A new report on medical services casts light on how different combinations of medical services contribute to workers’ compensation claim costs over time.
Understanding what combinations of medical services are used and for what types of injuries and for how big a claim is important, according to the the study by the National Council on Compensation Insurance issued on Nov. 1. NCCI says a better understanding in this area offers insight into the growth in medical costs.
The study said medical services now constitute almost 60 percent of workers’ comp claim costs. That figure is up from about 40 percent in the early 1980s.
The study quantifies how a certain mix of medical services for a more serious injury or illness differs from the care provided for a worker heal from a minor mishap.
The study also found the medical services profile for workers with serious injuries transforms over time. It said the profile becomes quite different during the later years of the treatment when compared with early years. NCCI used experiences through accident year 2006,
The study said large claims have a substantially different mix of medical services compared with small claims. This difference in the mix of services affects the overall payout pattern for a given service and has implications for differences in trend for claims of varying sizes.
The main findings are as follows:
The study examined nine different service groups. It found the mix of medical services differs by service groups between small and large claims.
• Office visits and emergency services dominate the service mix for smaller claims.
• Surgery and anesthesia are a larger share of the services for mid-range ($5,000 to $100,000) claims than for other claim sizes.
• Hospital services and prescription drugs comprise more than 40 percent of the cost of claims that are greater than $100,000.
The study also said large claims, in general, are subject to greater inflation than smaller claims. Looking at inflationary measures, the prices of hospital services has recently been growing at a faster rate than for office visits or physical therapy.
The varying combination of services by claim size has implications for payout rates by type of service.

------------------------------------

Set of tasks
- 1) In the workers' compensation medical costs article, condense the paragraph beginning "The study said large claims have a substantially different mix" into a shorter version that keeps its main facts.
- 2) Extend the article on workers' compensation medical costs beyond its final sentence.

[Dataset items]
------------------------------------

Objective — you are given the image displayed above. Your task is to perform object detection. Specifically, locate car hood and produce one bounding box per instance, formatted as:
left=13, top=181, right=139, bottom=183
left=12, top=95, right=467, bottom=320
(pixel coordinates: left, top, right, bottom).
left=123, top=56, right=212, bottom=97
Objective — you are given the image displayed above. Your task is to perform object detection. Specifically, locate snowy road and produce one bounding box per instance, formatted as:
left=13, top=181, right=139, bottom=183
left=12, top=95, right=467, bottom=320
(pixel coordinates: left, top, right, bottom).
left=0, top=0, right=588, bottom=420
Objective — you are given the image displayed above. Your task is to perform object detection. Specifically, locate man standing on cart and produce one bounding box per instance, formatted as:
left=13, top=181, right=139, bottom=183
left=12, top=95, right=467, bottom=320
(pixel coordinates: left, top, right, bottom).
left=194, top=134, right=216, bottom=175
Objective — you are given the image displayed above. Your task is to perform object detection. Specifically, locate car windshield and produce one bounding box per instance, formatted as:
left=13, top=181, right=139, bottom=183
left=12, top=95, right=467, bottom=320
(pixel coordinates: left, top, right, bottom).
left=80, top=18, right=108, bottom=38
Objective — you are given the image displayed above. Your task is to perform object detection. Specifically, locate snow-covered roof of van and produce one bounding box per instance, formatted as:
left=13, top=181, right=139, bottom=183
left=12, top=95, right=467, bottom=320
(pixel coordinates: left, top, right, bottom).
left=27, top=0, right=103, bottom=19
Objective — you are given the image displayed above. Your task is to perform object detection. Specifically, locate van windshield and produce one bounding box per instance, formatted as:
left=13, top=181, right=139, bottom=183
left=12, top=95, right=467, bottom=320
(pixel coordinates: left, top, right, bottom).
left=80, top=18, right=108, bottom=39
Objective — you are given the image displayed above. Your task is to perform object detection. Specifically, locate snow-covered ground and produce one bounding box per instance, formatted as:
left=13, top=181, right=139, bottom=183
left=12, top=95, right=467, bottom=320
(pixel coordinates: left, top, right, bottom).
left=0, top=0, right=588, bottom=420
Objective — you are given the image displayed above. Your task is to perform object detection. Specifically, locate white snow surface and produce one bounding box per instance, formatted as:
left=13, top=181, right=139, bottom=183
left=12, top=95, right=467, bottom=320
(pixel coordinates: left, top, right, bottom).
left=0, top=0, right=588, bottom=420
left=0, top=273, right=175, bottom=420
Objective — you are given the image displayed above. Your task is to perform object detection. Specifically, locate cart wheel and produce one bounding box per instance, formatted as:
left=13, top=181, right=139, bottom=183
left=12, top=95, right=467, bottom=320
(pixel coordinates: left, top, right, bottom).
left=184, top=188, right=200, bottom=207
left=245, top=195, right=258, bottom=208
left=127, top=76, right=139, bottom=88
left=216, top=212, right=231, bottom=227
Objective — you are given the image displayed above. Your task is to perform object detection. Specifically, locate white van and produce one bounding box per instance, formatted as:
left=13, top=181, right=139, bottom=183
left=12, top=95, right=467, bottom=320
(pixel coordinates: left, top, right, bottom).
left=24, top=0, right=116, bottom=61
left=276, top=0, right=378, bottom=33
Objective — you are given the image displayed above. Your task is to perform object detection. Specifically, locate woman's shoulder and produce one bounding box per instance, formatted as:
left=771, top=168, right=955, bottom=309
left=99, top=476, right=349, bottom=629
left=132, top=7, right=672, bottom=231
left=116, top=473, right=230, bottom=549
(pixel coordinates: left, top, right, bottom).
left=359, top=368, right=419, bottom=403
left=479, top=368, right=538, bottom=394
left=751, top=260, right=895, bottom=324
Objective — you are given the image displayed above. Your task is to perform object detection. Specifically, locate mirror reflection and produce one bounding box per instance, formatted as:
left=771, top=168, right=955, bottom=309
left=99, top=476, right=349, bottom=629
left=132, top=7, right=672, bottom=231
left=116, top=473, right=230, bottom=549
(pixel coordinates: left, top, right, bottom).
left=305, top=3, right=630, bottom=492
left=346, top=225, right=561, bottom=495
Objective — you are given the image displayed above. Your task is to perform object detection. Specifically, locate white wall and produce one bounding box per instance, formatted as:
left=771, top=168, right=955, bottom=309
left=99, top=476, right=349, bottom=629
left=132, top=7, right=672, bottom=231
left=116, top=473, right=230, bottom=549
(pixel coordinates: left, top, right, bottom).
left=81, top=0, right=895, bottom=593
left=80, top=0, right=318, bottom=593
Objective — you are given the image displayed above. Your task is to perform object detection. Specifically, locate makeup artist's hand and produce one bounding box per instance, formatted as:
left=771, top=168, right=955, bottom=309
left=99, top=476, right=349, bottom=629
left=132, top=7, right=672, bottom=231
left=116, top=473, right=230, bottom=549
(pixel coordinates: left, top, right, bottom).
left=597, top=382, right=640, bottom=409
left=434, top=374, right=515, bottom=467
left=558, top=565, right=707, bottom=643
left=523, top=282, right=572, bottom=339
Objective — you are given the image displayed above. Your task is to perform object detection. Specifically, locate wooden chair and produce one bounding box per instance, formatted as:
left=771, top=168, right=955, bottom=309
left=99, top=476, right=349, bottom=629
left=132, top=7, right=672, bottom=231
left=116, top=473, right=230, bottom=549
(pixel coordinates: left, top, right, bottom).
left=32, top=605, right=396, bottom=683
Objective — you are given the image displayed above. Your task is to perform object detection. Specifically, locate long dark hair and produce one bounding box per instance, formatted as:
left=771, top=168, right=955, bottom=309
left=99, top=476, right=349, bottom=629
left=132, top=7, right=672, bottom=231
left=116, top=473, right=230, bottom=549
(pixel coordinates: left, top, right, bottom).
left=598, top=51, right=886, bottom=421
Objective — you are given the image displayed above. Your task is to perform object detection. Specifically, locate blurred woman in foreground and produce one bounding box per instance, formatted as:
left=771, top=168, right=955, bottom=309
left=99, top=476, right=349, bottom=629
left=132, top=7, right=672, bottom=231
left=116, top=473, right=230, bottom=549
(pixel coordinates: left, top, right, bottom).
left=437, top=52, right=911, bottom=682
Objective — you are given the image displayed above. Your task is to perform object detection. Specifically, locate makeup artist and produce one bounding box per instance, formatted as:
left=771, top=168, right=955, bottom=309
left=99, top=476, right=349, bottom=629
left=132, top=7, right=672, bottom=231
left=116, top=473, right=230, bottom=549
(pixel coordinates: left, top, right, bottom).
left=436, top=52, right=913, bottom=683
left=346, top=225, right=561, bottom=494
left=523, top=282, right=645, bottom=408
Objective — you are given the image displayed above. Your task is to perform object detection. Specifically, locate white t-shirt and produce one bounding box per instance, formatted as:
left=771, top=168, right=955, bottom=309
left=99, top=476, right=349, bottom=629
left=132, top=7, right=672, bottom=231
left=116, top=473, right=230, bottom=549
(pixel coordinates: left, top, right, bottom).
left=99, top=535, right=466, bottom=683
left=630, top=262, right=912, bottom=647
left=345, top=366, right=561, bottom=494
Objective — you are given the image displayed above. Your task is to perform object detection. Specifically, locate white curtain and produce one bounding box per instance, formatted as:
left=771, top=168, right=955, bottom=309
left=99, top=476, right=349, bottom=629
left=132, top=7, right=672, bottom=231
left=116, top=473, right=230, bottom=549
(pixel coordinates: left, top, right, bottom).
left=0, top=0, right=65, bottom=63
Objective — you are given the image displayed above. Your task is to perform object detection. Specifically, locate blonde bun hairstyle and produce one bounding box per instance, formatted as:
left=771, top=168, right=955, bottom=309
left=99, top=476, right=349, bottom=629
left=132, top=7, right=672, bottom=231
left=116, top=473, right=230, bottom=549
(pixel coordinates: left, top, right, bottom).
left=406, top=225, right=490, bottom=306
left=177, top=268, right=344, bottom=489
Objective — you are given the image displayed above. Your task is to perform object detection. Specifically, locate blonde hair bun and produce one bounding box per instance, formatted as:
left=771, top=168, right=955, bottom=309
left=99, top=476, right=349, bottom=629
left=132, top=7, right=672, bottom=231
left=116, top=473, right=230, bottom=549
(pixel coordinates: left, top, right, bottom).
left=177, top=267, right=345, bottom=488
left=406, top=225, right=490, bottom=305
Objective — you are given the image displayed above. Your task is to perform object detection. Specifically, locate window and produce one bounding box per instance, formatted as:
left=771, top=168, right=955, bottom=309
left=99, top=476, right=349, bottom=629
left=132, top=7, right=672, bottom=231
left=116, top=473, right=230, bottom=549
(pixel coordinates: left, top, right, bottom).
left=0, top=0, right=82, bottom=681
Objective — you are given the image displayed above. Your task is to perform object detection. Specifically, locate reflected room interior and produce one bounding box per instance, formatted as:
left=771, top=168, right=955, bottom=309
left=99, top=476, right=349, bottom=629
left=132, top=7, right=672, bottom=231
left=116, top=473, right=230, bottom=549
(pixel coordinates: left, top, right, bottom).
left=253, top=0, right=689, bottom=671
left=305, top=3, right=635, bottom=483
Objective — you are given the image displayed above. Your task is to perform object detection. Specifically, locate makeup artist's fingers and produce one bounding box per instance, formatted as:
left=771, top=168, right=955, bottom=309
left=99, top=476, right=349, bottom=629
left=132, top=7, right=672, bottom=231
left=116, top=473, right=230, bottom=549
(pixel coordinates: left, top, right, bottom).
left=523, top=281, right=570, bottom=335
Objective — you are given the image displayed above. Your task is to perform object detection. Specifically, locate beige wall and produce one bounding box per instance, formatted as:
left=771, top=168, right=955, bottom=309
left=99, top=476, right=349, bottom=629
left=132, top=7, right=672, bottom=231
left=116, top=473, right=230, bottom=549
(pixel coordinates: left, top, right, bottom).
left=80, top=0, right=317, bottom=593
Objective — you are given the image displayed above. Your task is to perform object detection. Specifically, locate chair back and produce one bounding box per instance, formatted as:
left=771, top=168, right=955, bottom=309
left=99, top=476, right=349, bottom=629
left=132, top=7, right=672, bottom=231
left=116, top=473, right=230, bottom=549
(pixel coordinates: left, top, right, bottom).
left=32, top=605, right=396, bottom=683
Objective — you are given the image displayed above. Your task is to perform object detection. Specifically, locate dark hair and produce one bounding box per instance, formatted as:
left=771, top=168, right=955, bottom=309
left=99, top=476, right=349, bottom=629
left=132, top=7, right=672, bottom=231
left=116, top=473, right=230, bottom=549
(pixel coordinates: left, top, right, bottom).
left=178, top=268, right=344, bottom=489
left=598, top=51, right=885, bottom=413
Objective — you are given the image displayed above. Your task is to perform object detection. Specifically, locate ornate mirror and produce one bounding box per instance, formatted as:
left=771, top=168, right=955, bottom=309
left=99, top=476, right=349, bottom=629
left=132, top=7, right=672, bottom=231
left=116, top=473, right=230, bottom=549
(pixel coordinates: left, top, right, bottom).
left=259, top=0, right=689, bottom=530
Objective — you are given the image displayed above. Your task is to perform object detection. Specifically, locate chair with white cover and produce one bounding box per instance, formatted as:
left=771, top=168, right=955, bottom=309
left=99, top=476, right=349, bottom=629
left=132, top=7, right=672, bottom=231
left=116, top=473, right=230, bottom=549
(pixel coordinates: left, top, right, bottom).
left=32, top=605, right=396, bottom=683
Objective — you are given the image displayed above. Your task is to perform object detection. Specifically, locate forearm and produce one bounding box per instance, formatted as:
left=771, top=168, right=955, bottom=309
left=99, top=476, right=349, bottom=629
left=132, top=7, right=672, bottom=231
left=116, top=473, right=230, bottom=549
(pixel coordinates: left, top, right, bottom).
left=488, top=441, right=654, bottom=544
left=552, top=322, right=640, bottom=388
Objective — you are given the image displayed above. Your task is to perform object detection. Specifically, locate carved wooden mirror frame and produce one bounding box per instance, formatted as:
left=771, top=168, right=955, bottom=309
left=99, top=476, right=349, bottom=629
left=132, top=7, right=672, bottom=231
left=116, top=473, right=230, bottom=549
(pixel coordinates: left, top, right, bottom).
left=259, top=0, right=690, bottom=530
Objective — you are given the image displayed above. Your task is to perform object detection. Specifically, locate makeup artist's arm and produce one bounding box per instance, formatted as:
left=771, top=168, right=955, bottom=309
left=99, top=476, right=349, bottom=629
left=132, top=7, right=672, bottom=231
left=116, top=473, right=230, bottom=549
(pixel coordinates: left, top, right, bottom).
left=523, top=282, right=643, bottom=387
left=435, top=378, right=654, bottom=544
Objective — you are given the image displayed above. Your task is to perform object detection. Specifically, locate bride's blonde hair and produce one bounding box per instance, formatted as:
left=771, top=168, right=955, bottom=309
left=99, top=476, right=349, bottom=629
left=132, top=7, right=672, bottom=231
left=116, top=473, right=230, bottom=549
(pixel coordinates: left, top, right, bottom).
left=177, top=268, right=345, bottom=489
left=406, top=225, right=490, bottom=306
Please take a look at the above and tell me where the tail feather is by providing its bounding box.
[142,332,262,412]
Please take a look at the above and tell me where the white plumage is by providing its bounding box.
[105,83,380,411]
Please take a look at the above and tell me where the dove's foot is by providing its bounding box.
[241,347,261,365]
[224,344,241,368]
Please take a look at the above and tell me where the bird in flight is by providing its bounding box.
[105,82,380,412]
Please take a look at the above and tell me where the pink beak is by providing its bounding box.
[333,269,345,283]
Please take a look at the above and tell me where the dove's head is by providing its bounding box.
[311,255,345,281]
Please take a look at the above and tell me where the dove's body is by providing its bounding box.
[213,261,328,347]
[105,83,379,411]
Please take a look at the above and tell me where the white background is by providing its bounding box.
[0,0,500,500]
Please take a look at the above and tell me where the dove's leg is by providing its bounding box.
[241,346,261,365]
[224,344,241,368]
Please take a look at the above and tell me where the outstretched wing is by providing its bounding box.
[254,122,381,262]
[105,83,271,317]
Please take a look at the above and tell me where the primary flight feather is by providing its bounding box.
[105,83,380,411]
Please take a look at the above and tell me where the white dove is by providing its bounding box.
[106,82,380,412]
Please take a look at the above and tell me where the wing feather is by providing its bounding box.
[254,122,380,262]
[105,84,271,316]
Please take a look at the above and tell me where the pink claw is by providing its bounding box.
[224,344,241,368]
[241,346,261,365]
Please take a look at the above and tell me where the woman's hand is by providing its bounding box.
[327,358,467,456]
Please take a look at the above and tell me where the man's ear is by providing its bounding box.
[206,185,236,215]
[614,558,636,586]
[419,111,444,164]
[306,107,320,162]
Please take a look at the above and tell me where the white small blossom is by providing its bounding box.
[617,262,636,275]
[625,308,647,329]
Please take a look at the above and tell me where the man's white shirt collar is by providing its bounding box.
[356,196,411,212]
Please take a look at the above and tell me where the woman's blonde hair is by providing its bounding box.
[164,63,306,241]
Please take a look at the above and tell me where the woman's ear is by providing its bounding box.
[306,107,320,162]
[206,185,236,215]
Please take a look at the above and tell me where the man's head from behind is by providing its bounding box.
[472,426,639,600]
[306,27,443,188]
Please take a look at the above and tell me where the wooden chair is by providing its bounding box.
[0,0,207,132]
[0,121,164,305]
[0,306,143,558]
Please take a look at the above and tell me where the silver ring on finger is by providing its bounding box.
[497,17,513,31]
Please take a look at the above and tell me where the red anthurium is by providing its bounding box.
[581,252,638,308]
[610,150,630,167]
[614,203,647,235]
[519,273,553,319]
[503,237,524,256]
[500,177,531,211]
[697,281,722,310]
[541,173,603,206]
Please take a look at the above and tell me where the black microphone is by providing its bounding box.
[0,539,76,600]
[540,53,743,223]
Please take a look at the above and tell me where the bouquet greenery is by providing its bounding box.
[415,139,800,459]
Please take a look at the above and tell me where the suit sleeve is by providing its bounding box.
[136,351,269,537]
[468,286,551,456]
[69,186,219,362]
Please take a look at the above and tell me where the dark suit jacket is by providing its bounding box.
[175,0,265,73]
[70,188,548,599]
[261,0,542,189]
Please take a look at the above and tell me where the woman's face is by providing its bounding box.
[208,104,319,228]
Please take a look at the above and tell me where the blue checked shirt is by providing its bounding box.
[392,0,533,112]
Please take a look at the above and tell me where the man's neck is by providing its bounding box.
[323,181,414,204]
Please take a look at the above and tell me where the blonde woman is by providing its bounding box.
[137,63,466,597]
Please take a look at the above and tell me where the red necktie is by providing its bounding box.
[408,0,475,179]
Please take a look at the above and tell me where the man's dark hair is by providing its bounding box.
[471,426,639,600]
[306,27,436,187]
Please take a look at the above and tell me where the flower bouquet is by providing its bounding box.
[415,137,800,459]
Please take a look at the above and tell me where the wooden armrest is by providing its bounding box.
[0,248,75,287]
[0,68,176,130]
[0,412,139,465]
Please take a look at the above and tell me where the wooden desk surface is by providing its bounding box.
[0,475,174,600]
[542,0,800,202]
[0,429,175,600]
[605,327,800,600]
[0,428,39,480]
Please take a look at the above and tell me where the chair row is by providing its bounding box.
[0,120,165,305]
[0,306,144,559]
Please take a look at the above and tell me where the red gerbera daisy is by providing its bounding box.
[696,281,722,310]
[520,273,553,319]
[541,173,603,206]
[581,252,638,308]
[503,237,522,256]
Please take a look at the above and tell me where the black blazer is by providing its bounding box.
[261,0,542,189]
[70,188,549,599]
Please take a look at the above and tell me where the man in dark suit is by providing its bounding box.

------------------------------------

Results by task
- 1) Large claims use a substantially different mix of medical services than small claims. That difference shapes the overall payout pattern for each service and affects trends for claims of different sizes.

- 2)
• Office visits, physical therapy, and emergency services all have relatively fast payout patterns.
• Hospital services and prescription drugs have relatively slow payout patterns.
• For every claim size range, prescription drugs are a substantially greater share of total medical costs paid after the sixth relative service year than they are up through the first six relative service years.
• Physical therapy, hospital services, and surgery and anesthesia are greater shares of total medical costs paid through the sixth relative service year than they are of the seventh and subsequent relative service years.
Because historical cost trends have varied from one medical service type to another, knowing the service composition of different size claims could be useful in forecasting cost trends for different claim size groups, the study said.
From 2001 to 2010, the average prices of medical care rose 43 percent. Hospital services had significantly above-average price changes, at 82 percent, while professional services had a below-average price increase, at 33 percent.
Hospital costs are a large share of medical costs for larger claims, while professional services are a large share of costs for smaller claims.
Prescription drugs had price hikes slightly below average at 34 percent; even with prescription drug trends lower than three years ago, claims with greater medical costs are likely to be trending at a higher rate than smaller claims.